- _TASK REQUIREMENTS_
Nothing is to be left out; print all the entries exactly.

Natural language region descriptions

══════════════════════════════

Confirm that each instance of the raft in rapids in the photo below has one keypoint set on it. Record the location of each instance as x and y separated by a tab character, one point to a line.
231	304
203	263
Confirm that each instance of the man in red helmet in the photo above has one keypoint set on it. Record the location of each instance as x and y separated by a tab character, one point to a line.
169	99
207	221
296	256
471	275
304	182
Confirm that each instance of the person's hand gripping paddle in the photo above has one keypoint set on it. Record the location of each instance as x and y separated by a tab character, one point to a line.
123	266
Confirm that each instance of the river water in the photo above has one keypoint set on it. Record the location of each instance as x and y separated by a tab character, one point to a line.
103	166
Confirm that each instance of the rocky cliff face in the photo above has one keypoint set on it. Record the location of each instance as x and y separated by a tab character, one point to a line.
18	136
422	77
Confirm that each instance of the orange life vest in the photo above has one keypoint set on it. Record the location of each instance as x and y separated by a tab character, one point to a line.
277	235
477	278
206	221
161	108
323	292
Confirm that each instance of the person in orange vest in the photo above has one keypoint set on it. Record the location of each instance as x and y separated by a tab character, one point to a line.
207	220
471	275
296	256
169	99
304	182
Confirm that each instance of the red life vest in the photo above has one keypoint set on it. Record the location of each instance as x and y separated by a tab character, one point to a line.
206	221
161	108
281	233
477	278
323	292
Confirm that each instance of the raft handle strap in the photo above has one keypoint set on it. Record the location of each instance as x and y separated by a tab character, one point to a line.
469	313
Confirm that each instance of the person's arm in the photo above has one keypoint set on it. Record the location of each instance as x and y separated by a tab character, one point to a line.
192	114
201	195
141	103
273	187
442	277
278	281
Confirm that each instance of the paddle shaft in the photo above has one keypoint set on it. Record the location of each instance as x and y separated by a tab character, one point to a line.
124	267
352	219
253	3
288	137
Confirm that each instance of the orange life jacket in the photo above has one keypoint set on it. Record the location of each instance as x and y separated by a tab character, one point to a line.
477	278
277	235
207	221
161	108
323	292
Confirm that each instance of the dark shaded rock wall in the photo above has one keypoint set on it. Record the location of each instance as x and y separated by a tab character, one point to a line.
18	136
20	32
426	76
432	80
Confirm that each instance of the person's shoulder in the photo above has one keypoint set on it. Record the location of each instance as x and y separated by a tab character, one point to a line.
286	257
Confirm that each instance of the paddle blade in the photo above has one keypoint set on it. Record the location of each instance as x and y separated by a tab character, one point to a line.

══════════════════════════════

- _ANSWER SECTION_
Confirm that each instance of the raft in rapids in the photo below has one keypoint set on it. Record the location of each instance as x and y separated by a tab character, one point to a line.
231	304
203	263
Confirm that each instance of the man in red helmet in the photo above has one keypoint set on it. Record the location of each instance as x and y separated by a tab character, one point to a line.
169	99
207	221
296	256
471	275
304	182
Confirm that each instance of the person's hand gripping paddle in the photo above has one keypoint set on it. Record the location of each instance as x and y separated by a tab character, one point to a line.
123	266
Confirm that each instance of the river water in the photo above has one keypoint set on it. Record the location of each instance as x and y separated by a tab character, one point to a line.
103	166
Confirm that each instance of the rocky cliff face in the photo above has one keypoint set on it. Record the location of each instance as x and y separated by a tab character, one point to a line.
18	136
422	77
Confirm that each instance of the orange life vest in the photo above has one keypoint set on it. Record the location of each instance as x and y separated by a tab character, one point to a line.
277	235
477	278
206	221
161	108
323	292
Confirm that each instance of the person in orange vest in the photo above has one keypoint set on it. Record the location of each instance as x and y separated by a tab character, one point to a line.
207	220
471	275
296	256
169	99
304	182
Confirm that each instance of the red life vest in the photo above has one keypoint set on it. Record the location of each instance as x and y separated by a tab character, one point to a line.
206	221
161	108
281	233
477	278
323	292
Confirm that each instance of the raft handle strap in the photo above has one keypoint set on it. Record the location of each instance as x and y separated by a tab character, one point to a line.
469	313
Confirm that each instance of the person's arm in the photo above has one keypoint set on it. Record the location of each instance as x and y separated by a tab character, one point to a line.
192	114
201	195
141	103
273	187
442	277
278	281
Confirm that each instance of the paddle shaft in the photo above has one keypoint set on it. Record the location of each instance as x and y separated by a tab character, one point to a line.
124	267
352	219
253	3
288	137
Confirm that each instance of the orange life jacket in the photo above has one keypoint set on it. Record the location of each instance as x and y separated by a tab character, one point to a line.
477	278
277	235
207	221
161	108
323	292
Confirm that each instance of the dark shaded rock wall in the photo above has one keypoint set on it. Record the location of each instance as x and y separated by a tab character, one point to a line.
18	136
20	32
426	76
432	80
Confirm that each instance of the person's shoulder in the photo above has one keypoint set on it. Record the location of each instance as x and y separated by a tab character, one point to a line.
286	257
Confirm that each instance of the paddle blade in the photo above has one keypoint set on it. Record the location of each instance as x and y separated by a tab character, one point to a line.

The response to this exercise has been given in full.